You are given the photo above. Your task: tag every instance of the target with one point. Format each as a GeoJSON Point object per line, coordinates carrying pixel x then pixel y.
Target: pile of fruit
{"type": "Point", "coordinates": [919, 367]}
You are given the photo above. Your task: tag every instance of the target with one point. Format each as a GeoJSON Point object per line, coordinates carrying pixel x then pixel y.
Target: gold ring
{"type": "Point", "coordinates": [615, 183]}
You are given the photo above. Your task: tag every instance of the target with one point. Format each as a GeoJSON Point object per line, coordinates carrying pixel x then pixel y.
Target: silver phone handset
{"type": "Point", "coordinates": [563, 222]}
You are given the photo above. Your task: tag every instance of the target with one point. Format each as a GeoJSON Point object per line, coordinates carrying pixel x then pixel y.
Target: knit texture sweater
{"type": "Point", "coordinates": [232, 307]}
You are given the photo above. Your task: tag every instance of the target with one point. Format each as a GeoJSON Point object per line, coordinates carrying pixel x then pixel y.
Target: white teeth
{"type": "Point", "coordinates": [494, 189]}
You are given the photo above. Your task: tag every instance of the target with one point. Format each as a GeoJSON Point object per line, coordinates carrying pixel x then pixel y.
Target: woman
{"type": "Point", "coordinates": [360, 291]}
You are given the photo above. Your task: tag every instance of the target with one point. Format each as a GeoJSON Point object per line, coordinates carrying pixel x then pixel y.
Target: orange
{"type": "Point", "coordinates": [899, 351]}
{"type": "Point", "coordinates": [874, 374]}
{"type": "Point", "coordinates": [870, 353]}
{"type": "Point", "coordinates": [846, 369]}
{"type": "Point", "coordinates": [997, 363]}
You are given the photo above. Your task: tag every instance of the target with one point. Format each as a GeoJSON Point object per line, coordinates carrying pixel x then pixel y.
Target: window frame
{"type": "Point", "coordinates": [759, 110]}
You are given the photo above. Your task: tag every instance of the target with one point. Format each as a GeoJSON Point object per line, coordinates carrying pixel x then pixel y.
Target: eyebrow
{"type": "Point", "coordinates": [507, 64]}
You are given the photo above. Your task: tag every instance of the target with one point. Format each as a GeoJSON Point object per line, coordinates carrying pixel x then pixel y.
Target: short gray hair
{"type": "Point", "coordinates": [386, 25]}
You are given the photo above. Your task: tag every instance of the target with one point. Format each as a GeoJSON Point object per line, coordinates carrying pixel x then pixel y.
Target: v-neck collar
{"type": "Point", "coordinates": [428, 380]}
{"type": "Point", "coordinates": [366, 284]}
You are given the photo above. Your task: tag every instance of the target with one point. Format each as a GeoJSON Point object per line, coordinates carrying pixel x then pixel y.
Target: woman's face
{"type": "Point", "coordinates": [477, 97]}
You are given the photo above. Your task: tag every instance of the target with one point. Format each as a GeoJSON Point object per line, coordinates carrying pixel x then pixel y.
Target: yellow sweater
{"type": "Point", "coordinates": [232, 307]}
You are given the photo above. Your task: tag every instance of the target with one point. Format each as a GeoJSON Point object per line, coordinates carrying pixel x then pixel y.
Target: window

________

PROBLEM DESCRIPTION: Produce an exact copy of all the records.

RESULT FOR THIS TASK:
You are given the photo above. Your task: tag every instance of the target with one point. Format each as a GeoJSON Point object per line, coordinates carrying pixel x then pixel y.
Target: pile of fruit
{"type": "Point", "coordinates": [919, 367]}
You are given the photo above. Your task: tag every instance of the target with one point. Format each as a GeoJSON Point object per line, coordinates carrying pixel x then pixel y.
Target: gold ring
{"type": "Point", "coordinates": [615, 183]}
You are given the photo above. Your task: tag every instance of the target with one point. Format each as a GeoJSON Point object per line, coordinates carrying pixel x then pixel y.
Target: silver phone handset
{"type": "Point", "coordinates": [563, 222]}
You are given the photo above. Your task: tag every instance of the target with one point. Format each as a GeoJSON Point object per line, coordinates carrying pixel x then pixel y.
Target: knit texture sweater
{"type": "Point", "coordinates": [232, 307]}
You are given the photo above. Your task: tag every instance of the target with one point. Format each as a GeoJSON Point object per line, coordinates carrying pixel x then pixel y.
Target: white teeth
{"type": "Point", "coordinates": [494, 189]}
You are given the photo above. Your task: tag every instance of the target with one point. Format each as a GeoJSON Point object per line, coordinates carrying pixel x then pixel y.
Target: woman
{"type": "Point", "coordinates": [360, 291]}
You are given the photo above. Your task: tag every instance of the target with one point. Format each as a GeoJSON Point object per line, coordinates carrying pixel x then pixel y.
Target: orange
{"type": "Point", "coordinates": [899, 351]}
{"type": "Point", "coordinates": [874, 374]}
{"type": "Point", "coordinates": [870, 353]}
{"type": "Point", "coordinates": [846, 369]}
{"type": "Point", "coordinates": [997, 363]}
You are given the photo above. Your task: tag every instance of the target with one point. Format each as a GeoJSON Point object per line, coordinates carrying pixel x then pixel y.
Target: window frame
{"type": "Point", "coordinates": [759, 110]}
You are given the photo above. Your task: tag every instance of the target with one point. Format each as a GeoJSON Point object per line, coordinates carrying pixel x then pixel y.
Target: eyebrow
{"type": "Point", "coordinates": [507, 64]}
You are given the photo above. Your task: tag every instance of the target with one point. Format each as a GeoJSON Point object per line, coordinates carrying pixel x then pixel y.
Target: short gray hair
{"type": "Point", "coordinates": [386, 25]}
You are given the photo above. Your task: tag every instance of the target with one point. Format each as a GeoJSON Point object per line, coordinates carrying pixel x then pixel y.
Target: v-neck collar
{"type": "Point", "coordinates": [428, 380]}
{"type": "Point", "coordinates": [366, 284]}
You are given the photo above. Your task: tag every instance of the target with one point. Format each as a GeoJSON Point object per line, coordinates carrying pixel x then pixel y.
Target: woman's face
{"type": "Point", "coordinates": [477, 97]}
You are given the photo above. Your task: tag every instance of the target with one point. Format each as a GeoJSON Point object per line, coordinates carrying pixel x then pixel y.
Target: yellow sweater
{"type": "Point", "coordinates": [232, 307]}
You are given the photo above. Your task: tag every instance of the target with one point. Format each as a GeoJSON Point object per line, coordinates carrying pixel x then pixel y.
Target: window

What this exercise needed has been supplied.